##### GIVEN INFORMATION
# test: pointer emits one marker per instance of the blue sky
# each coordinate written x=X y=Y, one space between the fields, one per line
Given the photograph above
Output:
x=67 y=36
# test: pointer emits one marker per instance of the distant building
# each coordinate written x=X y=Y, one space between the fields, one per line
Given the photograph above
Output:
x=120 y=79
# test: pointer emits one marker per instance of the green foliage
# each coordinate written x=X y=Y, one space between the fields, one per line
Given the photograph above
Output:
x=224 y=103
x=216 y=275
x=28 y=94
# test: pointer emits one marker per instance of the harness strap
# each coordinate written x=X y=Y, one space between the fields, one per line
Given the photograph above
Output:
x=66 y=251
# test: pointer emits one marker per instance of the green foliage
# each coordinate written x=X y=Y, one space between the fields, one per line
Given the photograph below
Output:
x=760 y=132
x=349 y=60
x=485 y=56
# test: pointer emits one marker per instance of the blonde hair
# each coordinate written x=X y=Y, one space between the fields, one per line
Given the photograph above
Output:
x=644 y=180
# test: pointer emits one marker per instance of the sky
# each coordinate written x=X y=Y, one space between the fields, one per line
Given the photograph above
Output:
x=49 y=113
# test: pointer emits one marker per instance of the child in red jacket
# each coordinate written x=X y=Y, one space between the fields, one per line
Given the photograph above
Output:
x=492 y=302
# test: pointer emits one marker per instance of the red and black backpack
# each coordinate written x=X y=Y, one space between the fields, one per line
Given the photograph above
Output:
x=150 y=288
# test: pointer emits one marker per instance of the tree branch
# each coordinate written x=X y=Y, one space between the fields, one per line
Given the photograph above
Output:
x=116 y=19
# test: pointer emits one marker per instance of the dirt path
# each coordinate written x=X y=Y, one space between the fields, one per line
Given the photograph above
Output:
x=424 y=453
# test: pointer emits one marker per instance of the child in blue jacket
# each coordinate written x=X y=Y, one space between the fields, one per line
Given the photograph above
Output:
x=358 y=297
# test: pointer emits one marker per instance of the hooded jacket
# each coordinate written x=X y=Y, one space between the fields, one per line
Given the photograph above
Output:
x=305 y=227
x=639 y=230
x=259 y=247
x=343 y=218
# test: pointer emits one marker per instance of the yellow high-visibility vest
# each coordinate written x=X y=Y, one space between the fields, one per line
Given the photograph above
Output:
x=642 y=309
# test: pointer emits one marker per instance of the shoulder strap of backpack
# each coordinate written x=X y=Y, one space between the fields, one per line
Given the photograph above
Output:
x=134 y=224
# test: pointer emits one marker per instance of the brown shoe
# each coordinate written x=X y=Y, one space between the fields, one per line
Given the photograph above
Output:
##########
* _TASK INSTRUCTIONS_
Lay out the lines above as a Markdown table with a "Row" column for the row number and an "Entry" column for the line, leaving out blank lines. Include only the lines from the one containing "# test: pointer emits one marker per instance of the red" through the one containing "x=642 y=309", both included.

* _SOLUTION TO THE PROBLEM_
| Row | Entry |
|---|---|
| 1 | # test: pointer emits one marker per instance of the red and black backpack |
| 2 | # each coordinate written x=X y=Y, one space between the fields, one per line |
| 3 | Given the photograph above |
| 4 | Output: |
| 5 | x=150 y=288 |
| 6 | # test: pointer emits one marker per instance of the tree branch |
| 7 | # each coordinate written x=X y=Y, one space between the fields, one per line |
| 8 | Given the photograph above |
| 9 | Output: |
| 10 | x=116 y=19 |
| 11 | # test: pointer emits one marker per instance of the dirt path |
| 12 | # each coordinate written x=X y=Y, one space between the fields, one per line |
| 13 | Given the photograph above |
| 14 | Output: |
| 15 | x=424 y=453 |
| 16 | # test: pointer emits one marker per instance of the child in blue jacket |
| 17 | # each coordinate written x=X y=Y, one space between the fields, one per line |
| 18 | Given the photograph above |
| 19 | Output: |
| 20 | x=358 y=297 |
| 21 | # test: pointer emits one marker per instance of the hooded jacket |
| 22 | # each coordinate written x=X y=Y, one space between the fields, one per line |
| 23 | Given the photograph above |
| 24 | Output: |
| 25 | x=305 y=227 |
| 26 | x=639 y=230 |
| 27 | x=259 y=247 |
| 28 | x=343 y=218 |
| 29 | # test: pointer emits one marker per instance of the yellow high-visibility vest |
| 30 | # each coordinate written x=X y=Y, one space between the fields, one per line |
| 31 | Given the photograph above |
| 32 | Output: |
| 33 | x=642 y=309 |